■ Task brief
For each line of the data below, test for "shorts". Report only the number of lines that pass.
*** Opening Dataset records ***
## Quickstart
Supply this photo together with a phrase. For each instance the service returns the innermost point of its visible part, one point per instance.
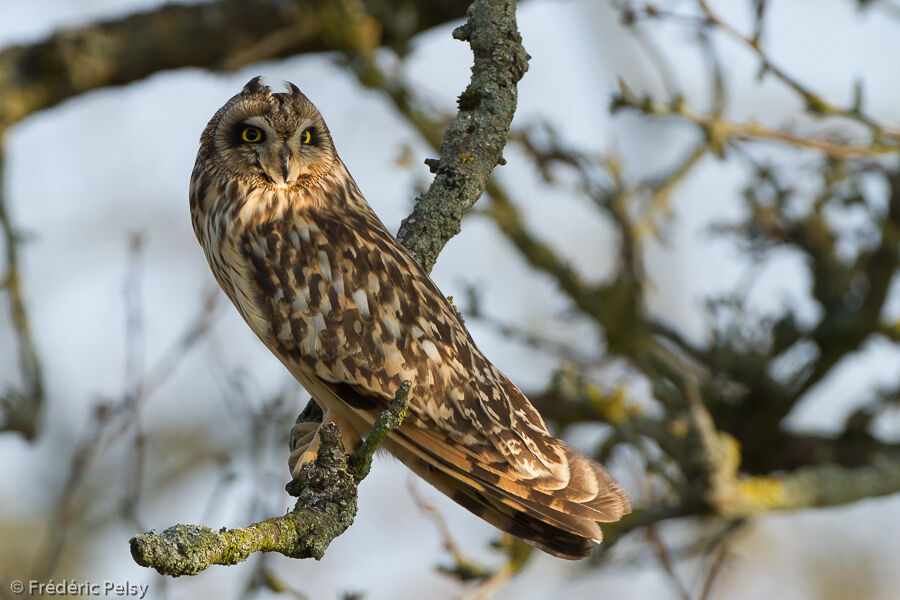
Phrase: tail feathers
(562, 522)
(551, 533)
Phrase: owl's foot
(304, 442)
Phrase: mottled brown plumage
(331, 293)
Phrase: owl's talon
(304, 444)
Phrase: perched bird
(340, 302)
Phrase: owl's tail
(561, 522)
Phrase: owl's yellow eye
(251, 134)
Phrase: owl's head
(278, 139)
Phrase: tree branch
(218, 35)
(325, 508)
(473, 143)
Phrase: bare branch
(473, 143)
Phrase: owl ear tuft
(293, 89)
(256, 87)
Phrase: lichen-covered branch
(473, 143)
(325, 508)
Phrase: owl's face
(272, 139)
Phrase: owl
(317, 276)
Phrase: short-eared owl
(331, 293)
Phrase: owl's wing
(345, 303)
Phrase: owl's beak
(282, 165)
(285, 155)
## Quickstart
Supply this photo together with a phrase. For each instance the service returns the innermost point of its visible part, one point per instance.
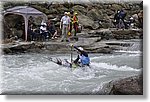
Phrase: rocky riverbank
(127, 86)
(93, 41)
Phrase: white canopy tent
(26, 12)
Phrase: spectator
(51, 29)
(65, 26)
(43, 30)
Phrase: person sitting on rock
(43, 30)
(51, 29)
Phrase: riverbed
(33, 73)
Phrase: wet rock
(86, 21)
(79, 9)
(127, 86)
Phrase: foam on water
(114, 67)
(34, 73)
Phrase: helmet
(75, 13)
(80, 48)
(68, 13)
(65, 13)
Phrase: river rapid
(34, 74)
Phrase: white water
(33, 74)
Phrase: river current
(35, 74)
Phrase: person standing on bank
(65, 26)
(75, 23)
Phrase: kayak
(65, 63)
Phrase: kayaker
(82, 58)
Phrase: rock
(128, 86)
(85, 21)
(79, 9)
(94, 14)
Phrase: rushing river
(34, 74)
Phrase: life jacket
(75, 19)
(84, 60)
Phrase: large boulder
(80, 9)
(86, 22)
(94, 14)
(128, 86)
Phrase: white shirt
(65, 20)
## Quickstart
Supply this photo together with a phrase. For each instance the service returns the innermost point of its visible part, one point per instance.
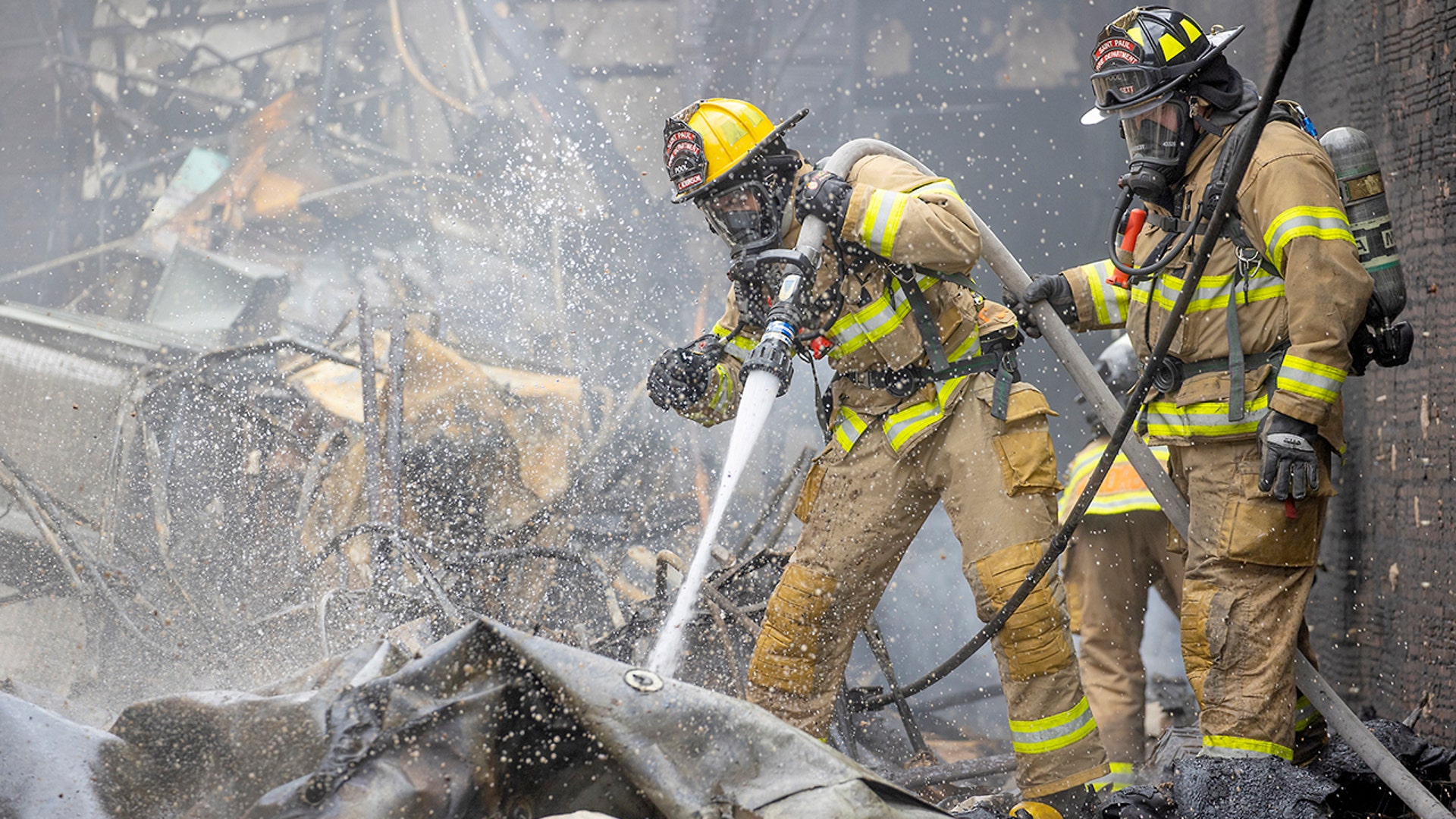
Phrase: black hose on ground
(1228, 202)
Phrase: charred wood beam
(916, 779)
(169, 85)
(329, 69)
(370, 397)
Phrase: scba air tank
(1363, 191)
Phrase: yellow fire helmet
(1034, 811)
(711, 137)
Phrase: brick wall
(1385, 605)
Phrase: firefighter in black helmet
(1248, 401)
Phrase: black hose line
(1228, 202)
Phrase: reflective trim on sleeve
(883, 218)
(1241, 748)
(874, 321)
(849, 428)
(905, 425)
(1117, 780)
(739, 347)
(1310, 379)
(1210, 419)
(1109, 300)
(1305, 221)
(1055, 732)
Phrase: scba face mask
(1159, 142)
(752, 213)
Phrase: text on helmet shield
(683, 155)
(1116, 49)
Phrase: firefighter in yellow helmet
(1250, 401)
(1119, 551)
(899, 439)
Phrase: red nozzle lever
(1125, 254)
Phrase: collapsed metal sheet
(488, 722)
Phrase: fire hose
(1060, 338)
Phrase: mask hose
(1152, 265)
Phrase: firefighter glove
(1052, 289)
(683, 376)
(1291, 466)
(823, 194)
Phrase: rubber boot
(1072, 803)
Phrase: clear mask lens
(743, 213)
(1158, 134)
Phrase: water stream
(759, 391)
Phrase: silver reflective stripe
(930, 410)
(886, 209)
(1055, 736)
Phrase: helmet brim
(1218, 41)
(712, 184)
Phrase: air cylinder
(1363, 191)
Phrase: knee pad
(1034, 640)
(789, 646)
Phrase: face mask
(753, 212)
(742, 213)
(1158, 145)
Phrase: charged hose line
(1228, 202)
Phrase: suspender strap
(941, 366)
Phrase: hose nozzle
(775, 352)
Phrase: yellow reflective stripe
(874, 321)
(1241, 746)
(1305, 221)
(902, 426)
(1210, 419)
(1213, 292)
(1109, 300)
(739, 347)
(940, 187)
(1106, 502)
(883, 218)
(849, 428)
(1310, 378)
(1055, 732)
(1119, 779)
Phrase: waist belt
(1172, 373)
(999, 359)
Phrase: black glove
(823, 194)
(682, 376)
(1291, 466)
(1053, 289)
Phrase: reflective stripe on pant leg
(1119, 779)
(1244, 748)
(1055, 732)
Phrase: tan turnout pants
(1109, 569)
(996, 482)
(1247, 579)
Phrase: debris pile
(488, 722)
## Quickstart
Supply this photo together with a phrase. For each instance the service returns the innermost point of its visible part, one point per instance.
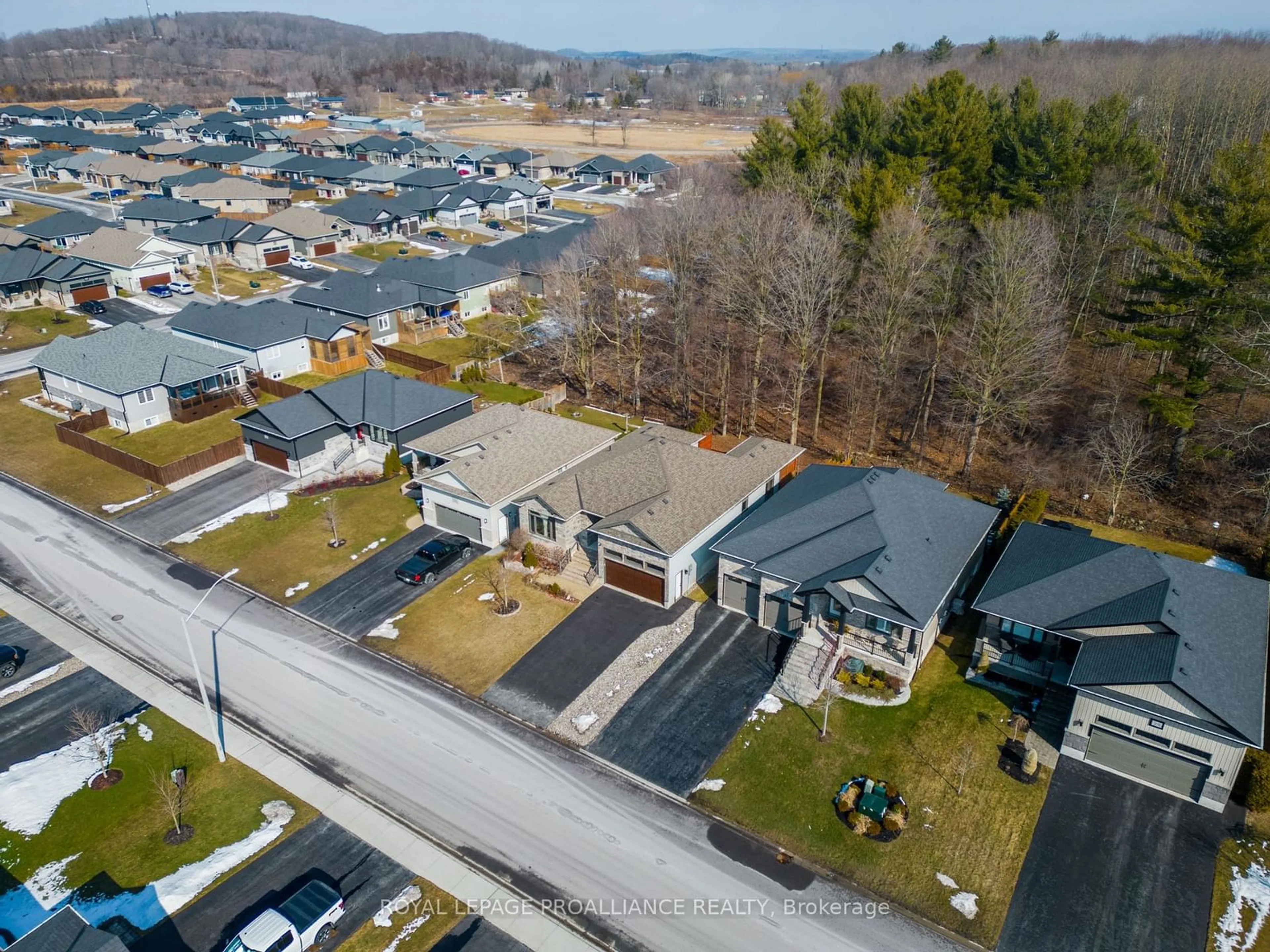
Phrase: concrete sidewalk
(508, 911)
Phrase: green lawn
(597, 418)
(459, 639)
(119, 832)
(172, 441)
(30, 451)
(782, 780)
(444, 913)
(1156, 544)
(36, 325)
(276, 555)
(494, 393)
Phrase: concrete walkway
(500, 905)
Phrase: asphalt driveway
(681, 719)
(369, 593)
(322, 851)
(1116, 867)
(191, 507)
(573, 654)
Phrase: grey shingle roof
(658, 489)
(901, 532)
(1069, 583)
(519, 449)
(129, 357)
(258, 325)
(373, 398)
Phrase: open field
(782, 780)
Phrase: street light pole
(193, 660)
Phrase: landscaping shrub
(1258, 798)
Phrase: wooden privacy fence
(74, 433)
(430, 371)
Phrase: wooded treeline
(997, 286)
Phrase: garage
(1146, 763)
(463, 524)
(635, 582)
(271, 456)
(741, 596)
(95, 293)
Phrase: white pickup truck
(302, 923)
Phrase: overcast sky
(698, 24)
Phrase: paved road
(191, 507)
(1114, 867)
(683, 718)
(554, 822)
(370, 593)
(574, 653)
(320, 851)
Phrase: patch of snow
(387, 629)
(31, 791)
(967, 904)
(1249, 889)
(275, 499)
(44, 674)
(585, 723)
(769, 705)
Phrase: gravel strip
(605, 696)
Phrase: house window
(541, 526)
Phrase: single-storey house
(64, 229)
(160, 214)
(349, 422)
(854, 562)
(136, 261)
(140, 377)
(1155, 666)
(388, 309)
(276, 338)
(646, 512)
(472, 473)
(468, 280)
(31, 277)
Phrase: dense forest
(1061, 287)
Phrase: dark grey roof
(451, 273)
(64, 225)
(373, 398)
(1070, 583)
(129, 357)
(865, 530)
(65, 931)
(257, 325)
(168, 210)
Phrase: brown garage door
(270, 456)
(638, 583)
(97, 293)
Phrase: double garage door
(1146, 763)
(463, 524)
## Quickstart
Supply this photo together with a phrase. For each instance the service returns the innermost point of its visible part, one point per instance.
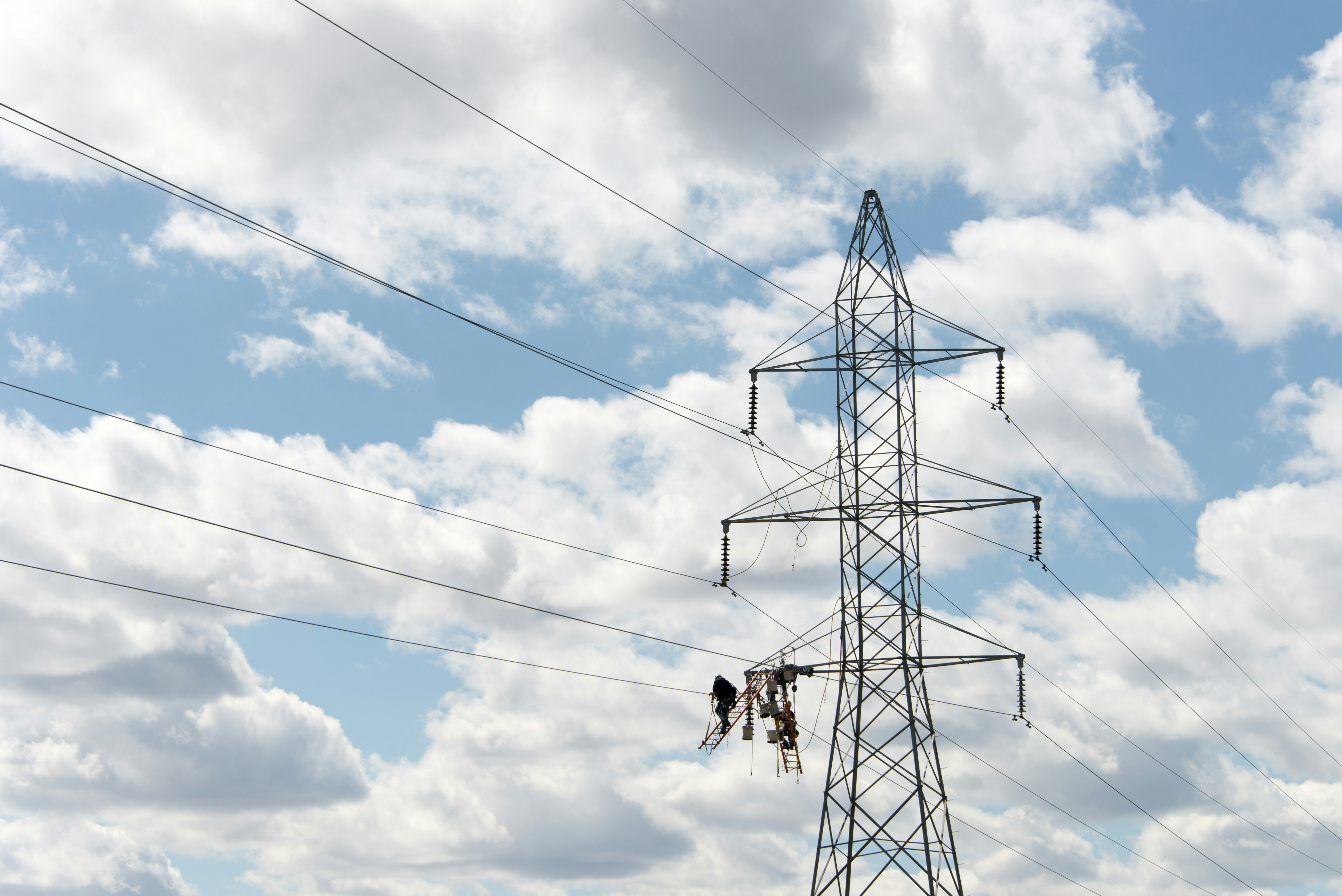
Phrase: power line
(437, 510)
(345, 485)
(1054, 805)
(1026, 858)
(337, 628)
(372, 567)
(741, 94)
(1149, 756)
(1101, 778)
(815, 737)
(1075, 414)
(571, 167)
(1161, 585)
(163, 184)
(1200, 717)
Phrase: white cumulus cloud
(38, 356)
(336, 343)
(23, 277)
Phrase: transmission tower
(885, 816)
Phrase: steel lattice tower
(885, 801)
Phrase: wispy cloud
(336, 343)
(22, 275)
(38, 356)
(141, 257)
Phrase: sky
(1141, 200)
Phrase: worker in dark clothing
(725, 698)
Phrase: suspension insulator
(1002, 381)
(1039, 533)
(755, 403)
(727, 561)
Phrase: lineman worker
(725, 698)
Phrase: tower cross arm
(871, 360)
(871, 511)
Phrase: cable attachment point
(1020, 690)
(1002, 383)
(1039, 533)
(727, 556)
(755, 402)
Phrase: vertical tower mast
(885, 801)
(885, 815)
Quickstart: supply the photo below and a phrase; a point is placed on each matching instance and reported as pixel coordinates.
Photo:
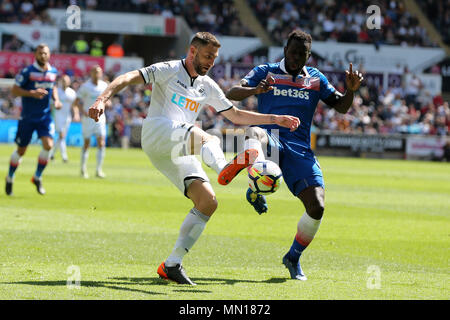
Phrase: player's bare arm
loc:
(38, 93)
(55, 96)
(243, 90)
(119, 83)
(243, 117)
(343, 102)
(76, 110)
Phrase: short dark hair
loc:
(41, 46)
(203, 39)
(299, 35)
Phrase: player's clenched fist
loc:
(96, 110)
(265, 85)
(290, 122)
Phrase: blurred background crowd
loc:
(409, 108)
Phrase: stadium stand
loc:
(340, 21)
(438, 11)
(218, 17)
(395, 110)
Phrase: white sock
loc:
(100, 158)
(255, 144)
(212, 155)
(62, 145)
(15, 159)
(84, 158)
(191, 229)
(307, 228)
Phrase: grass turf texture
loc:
(381, 215)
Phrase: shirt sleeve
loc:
(22, 78)
(254, 77)
(217, 98)
(157, 72)
(326, 88)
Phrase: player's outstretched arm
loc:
(242, 91)
(119, 83)
(37, 94)
(244, 117)
(55, 96)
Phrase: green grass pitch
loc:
(385, 234)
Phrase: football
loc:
(264, 177)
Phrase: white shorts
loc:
(89, 128)
(163, 140)
(62, 123)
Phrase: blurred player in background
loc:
(35, 85)
(63, 116)
(86, 95)
(289, 87)
(180, 90)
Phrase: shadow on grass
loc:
(96, 284)
(121, 283)
(205, 281)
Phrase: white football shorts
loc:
(62, 123)
(89, 128)
(163, 140)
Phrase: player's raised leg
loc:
(16, 158)
(44, 156)
(63, 146)
(101, 149)
(212, 155)
(313, 199)
(85, 157)
(205, 203)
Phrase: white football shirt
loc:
(67, 97)
(88, 92)
(179, 97)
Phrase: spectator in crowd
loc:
(115, 50)
(13, 45)
(80, 46)
(96, 47)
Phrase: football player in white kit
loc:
(87, 93)
(181, 89)
(63, 116)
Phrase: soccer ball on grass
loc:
(264, 177)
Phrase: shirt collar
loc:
(37, 66)
(283, 68)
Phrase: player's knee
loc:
(316, 209)
(252, 133)
(48, 145)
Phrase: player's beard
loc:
(200, 69)
(41, 63)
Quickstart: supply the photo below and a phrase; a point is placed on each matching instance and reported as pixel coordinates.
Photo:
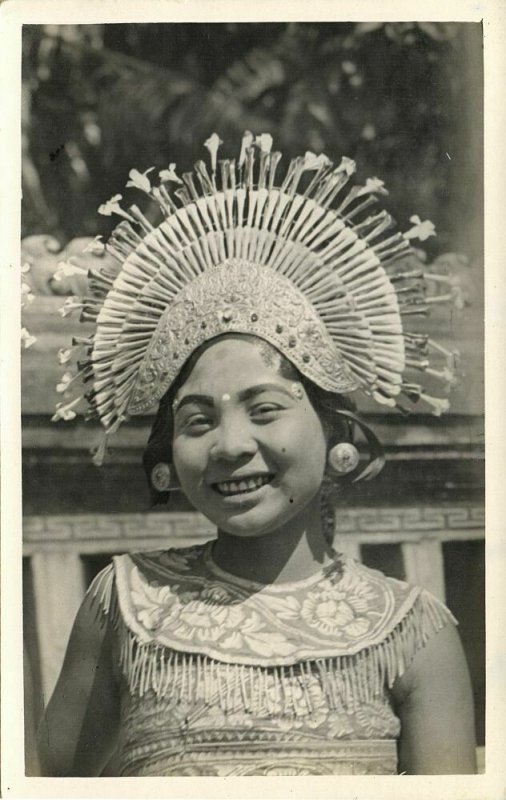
*** Closing Dataset records ***
■ Solution for this exercise
2